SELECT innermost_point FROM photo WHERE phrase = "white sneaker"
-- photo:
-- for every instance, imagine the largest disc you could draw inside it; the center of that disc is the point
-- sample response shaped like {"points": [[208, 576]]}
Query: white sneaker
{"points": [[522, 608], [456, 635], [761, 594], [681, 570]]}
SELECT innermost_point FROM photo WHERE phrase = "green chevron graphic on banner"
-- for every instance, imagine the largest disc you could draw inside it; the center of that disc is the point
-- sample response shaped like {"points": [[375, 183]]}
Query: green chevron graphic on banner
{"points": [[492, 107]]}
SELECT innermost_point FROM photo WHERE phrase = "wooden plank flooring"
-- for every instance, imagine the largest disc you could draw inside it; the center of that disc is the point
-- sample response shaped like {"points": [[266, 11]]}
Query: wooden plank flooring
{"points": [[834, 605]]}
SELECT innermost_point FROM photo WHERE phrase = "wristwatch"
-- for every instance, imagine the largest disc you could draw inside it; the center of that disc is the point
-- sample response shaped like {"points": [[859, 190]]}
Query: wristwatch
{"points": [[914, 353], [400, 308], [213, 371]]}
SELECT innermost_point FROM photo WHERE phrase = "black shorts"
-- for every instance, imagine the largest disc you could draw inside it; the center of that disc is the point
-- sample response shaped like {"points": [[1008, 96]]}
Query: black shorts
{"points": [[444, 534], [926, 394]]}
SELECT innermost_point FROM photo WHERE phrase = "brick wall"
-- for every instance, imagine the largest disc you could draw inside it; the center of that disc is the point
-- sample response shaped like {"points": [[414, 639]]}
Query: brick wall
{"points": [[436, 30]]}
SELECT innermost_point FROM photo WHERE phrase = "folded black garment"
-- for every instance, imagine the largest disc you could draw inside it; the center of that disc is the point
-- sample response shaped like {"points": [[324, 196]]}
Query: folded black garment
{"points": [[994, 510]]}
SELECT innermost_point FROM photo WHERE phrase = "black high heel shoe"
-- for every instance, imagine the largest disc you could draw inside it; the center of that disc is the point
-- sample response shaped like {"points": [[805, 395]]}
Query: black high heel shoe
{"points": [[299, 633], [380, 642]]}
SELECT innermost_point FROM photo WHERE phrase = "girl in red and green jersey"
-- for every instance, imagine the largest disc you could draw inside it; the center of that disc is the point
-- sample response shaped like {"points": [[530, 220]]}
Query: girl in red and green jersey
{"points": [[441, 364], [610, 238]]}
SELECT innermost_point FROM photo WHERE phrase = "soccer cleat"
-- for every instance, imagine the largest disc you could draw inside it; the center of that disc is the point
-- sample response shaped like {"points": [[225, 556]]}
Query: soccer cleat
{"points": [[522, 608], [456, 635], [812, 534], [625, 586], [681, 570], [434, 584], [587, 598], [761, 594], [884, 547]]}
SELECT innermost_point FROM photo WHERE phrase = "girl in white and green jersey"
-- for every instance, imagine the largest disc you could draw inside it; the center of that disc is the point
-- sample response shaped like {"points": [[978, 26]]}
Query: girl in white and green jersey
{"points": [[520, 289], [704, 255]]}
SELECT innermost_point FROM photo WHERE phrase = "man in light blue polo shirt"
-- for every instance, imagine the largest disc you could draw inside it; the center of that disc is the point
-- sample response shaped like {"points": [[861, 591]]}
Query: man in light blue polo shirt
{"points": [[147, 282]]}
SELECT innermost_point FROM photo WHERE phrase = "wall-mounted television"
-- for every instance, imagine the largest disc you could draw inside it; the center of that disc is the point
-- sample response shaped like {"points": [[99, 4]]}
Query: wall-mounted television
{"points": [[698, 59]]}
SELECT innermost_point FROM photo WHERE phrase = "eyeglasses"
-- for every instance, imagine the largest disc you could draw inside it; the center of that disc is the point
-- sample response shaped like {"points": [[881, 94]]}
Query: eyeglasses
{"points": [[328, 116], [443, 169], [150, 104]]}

******

**Brief:** Filter the data above, keeping every line that contains the word "wristwatch" and omitting all others.

**Complete answer:**
SELECT innermost_point FROM photo WHERE phrase = "wristwatch"
Query: wristwatch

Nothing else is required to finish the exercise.